What the task asks:
In the text on Rac1 in prostate cancer, what share of specimens from CRPC patients stained strongly with Rac1 and activated aPKC?

Reading text:
============
Notably, more than 70% of specimens from CRPC patients were stained strongly with Rac1 and activated form of aPKC. As for aPKC, we previously presented that aPKC regulated the activity of p70 S6K (S6K1) in LNCaP cells (14). Intriguingly, Cinar et al. (47) reported that siRNA knocking down of S6K1 reduced the abundance of AR in the same cells. Therefore, these results imply that AR-aPKC also build a feed forward loop. Collectively, cSrc-Rac1-aPKC pathway might reinforce the roles of AR in CPRC. Thus, the most important implication derived from the present study is that Rac1 can be a potent therapeutic target in the management of advanced prostate cancers, especially those in castrate-resistant status. In fact, the inhibition of Rac1 repressed cell cycle progression at G₁/S transition in androgen-independent, C4-2, AILNCaP, PC3, and DU145 prostate cancer cells.

Although LNCaP C4-2 and AILNCaP cells harbored almost comparable levels of Rac1-GTP and the sensitivity to the inhibition of Rac1, a significant difference was observed in their sensitivity to Src family kinase inhibitor to the cell proliferation. These results suggest that molecules other than cSrc might also regulate the activity of Rac1 in AILNCaP cells. In this regard, it is reported that Rac1 is activated by various upstream signals through other than cSrc such as focal adhesion kinase, Ras, and phosphatidylinositol kinase (48, 49, 50). To date, unlike Ras, direct mutational activation of Rac1 and other Rho GTPases in human cancers has never been identified (23, 51, 52). Consistently, no mutations or transcript variants of Rac1 were identified in prostate cancer cell lines used in the present study (data not shown).

Collectively, our present results in both in vitro and in vivo highly suggested that Rac1 and signaling pathways through this molecule could be a potent therapeutic target of prostate cancer especially for that in castration resistant status. For this purpose, it is further required to clarify the mechanisms of activation of Rac1 other than cSrc and the roles of its downstream target (i.e. aPKC, S6K, Pak1, or NF-κB) in prostate cancer cells (13, 22, 23, 44, 53, 54).
============
Information shown:
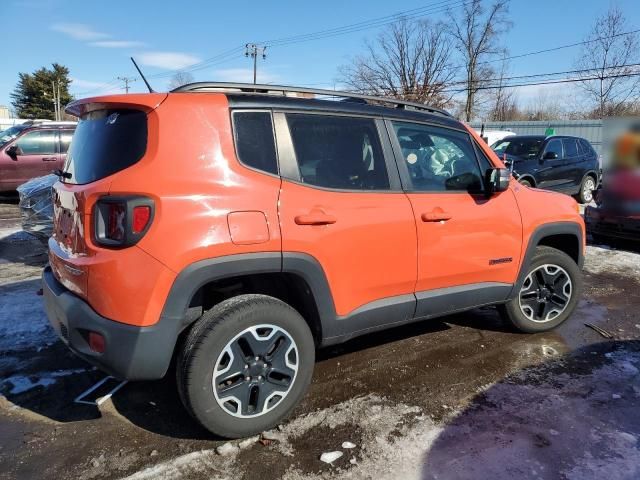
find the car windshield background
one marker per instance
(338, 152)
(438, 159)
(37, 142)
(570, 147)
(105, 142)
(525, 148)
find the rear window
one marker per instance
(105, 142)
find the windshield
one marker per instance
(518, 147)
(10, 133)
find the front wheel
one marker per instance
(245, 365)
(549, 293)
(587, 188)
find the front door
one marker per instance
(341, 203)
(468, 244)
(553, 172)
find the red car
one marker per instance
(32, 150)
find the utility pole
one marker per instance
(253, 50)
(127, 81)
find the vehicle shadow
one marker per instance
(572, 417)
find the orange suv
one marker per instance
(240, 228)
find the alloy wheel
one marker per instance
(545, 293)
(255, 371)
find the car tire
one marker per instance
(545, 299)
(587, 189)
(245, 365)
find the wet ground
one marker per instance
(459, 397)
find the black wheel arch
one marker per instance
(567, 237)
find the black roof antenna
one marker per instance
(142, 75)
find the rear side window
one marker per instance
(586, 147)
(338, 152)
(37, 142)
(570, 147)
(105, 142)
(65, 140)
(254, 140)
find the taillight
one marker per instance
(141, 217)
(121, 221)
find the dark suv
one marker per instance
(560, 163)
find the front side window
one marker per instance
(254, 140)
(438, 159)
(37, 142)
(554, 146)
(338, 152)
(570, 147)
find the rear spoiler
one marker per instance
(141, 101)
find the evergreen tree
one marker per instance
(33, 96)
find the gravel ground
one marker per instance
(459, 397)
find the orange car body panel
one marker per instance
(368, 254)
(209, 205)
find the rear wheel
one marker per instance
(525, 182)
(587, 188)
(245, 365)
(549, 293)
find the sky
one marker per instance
============
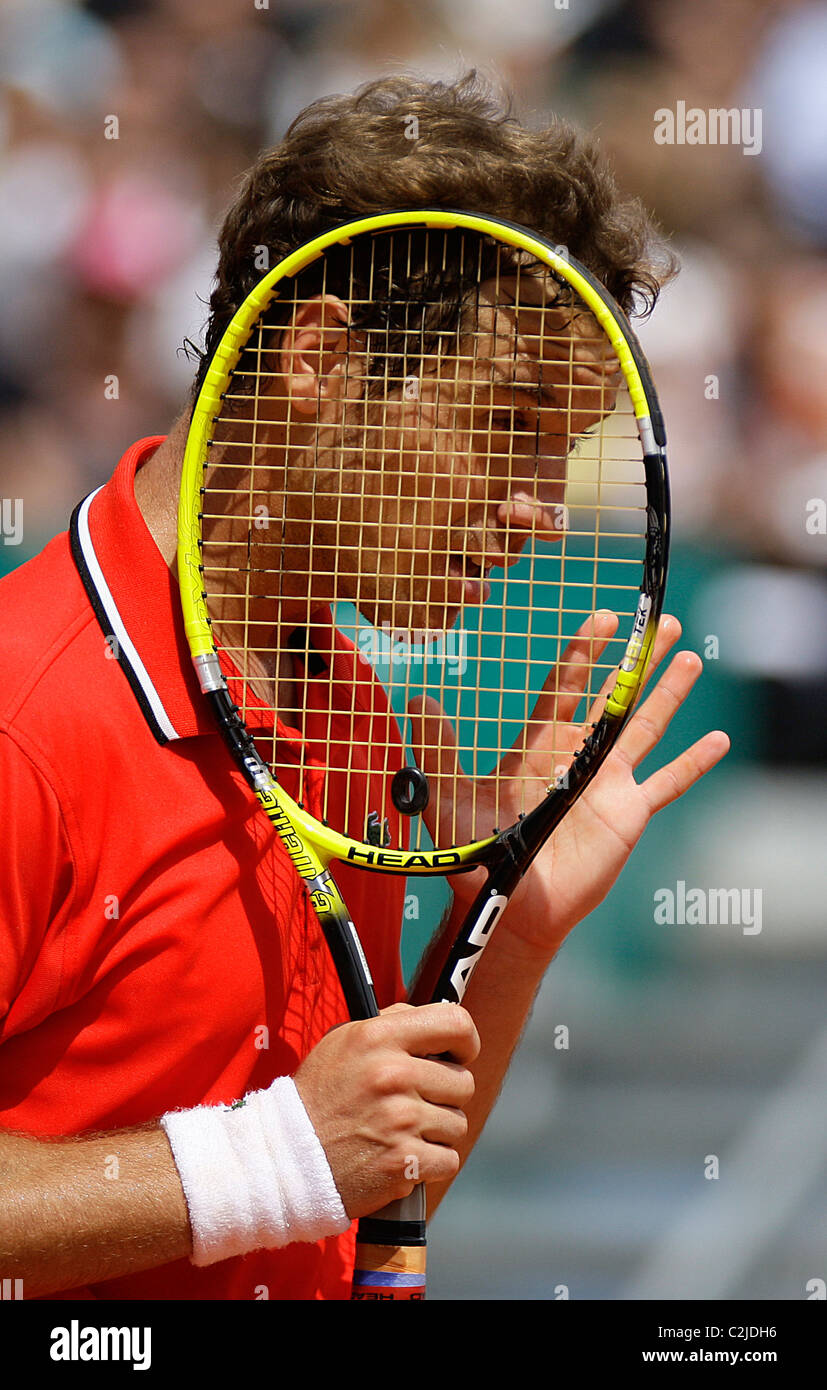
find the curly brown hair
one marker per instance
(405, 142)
============
Expected answer:
More than 70%